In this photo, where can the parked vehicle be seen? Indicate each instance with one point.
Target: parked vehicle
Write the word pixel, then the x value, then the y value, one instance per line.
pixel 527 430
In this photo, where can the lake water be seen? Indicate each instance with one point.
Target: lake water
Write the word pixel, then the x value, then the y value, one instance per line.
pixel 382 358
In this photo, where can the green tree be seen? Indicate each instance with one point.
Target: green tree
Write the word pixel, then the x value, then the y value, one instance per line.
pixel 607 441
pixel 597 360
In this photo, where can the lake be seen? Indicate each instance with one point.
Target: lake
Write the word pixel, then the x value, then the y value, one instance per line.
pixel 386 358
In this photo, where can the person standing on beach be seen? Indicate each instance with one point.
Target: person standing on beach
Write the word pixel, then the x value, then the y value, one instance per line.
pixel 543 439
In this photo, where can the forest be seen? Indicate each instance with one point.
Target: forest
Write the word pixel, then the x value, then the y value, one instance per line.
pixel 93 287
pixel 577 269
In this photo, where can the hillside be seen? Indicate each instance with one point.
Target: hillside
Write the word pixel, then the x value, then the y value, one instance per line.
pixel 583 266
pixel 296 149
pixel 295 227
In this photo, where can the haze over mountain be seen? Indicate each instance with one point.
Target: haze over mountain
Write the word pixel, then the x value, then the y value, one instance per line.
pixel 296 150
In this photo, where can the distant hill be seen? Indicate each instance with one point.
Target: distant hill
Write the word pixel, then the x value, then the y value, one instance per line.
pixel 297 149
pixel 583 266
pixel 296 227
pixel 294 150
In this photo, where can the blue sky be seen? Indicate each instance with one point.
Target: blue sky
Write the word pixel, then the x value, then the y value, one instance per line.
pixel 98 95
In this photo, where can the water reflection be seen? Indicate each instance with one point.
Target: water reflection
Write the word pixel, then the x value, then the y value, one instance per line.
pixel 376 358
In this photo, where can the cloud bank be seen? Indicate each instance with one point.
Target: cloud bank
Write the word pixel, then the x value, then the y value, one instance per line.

++++

Requirement: Each record, from first to last, should be returned verbatim.

Final answer:
In this photo, where can the parked vehicle be seen? Indicate each instance with one point.
Target: parked vehicle
Write the word pixel, then the x value, then the y value, one instance per line.
pixel 527 430
In this photo, where can the lake water be seen? Indicate each instance with one point.
Target: lake water
Write the word pixel, then the x value, then the y value, one instance per line.
pixel 382 358
In this photo, where can the green tree be seen? Indicate each instance with one point.
Target: green tree
Write the word pixel, then the x value, then the y value, one instance per line.
pixel 607 441
pixel 597 360
In this photo, where can the lake be seen? Indicate each instance with one point.
Target: lake
Write the word pixel, then the x value, then the y value, one instance per line.
pixel 386 358
In this photo, where can the person standing on beach be seen? Indicate each instance with one point.
Target: person standing on beach
Write the word pixel, then the x value, then the y value, one instance per line.
pixel 543 439
In this photo, where can the forest be seen? Indicate each instance with one point.
Target: forest
Write the word pixel, then the x value, then the y value, one instance per line.
pixel 93 287
pixel 577 269
In this photo, where can the hillside be seen? Indicate each instance with one point.
Target: hillside
Write the word pixel, then the x value, then the y value, one instance per line.
pixel 583 266
pixel 296 149
pixel 295 227
In this photo, where can the haze over mountain be seen? Indicate each instance with one point.
Target: haze over mountain
Write the word pixel, then the x value, then the y value, one instance per line.
pixel 296 150
In this photo, where can the distant hill be seen? Indicate each instance with one point.
Target: distant hill
Write the word pixel, then the x value, then the y value, one instance per line.
pixel 297 149
pixel 583 266
pixel 296 227
pixel 294 150
In this photo, where can the blue sky be seen? Indicate each instance with one point.
Target: blue sky
Write the word pixel, then the x value, then the y value, one instance per line.
pixel 98 95
In this photo, where can the water reflection be seen? Indicate each instance with one point.
Target: water reflection
Write the word pixel, then the x value, then the y value, one instance per line.
pixel 376 358
In this photo, where can the cloud bank be seen? Indicate each instance with one point.
Target: cloud bank
Write the word pixel, then the x value, then the y value, one instance per line.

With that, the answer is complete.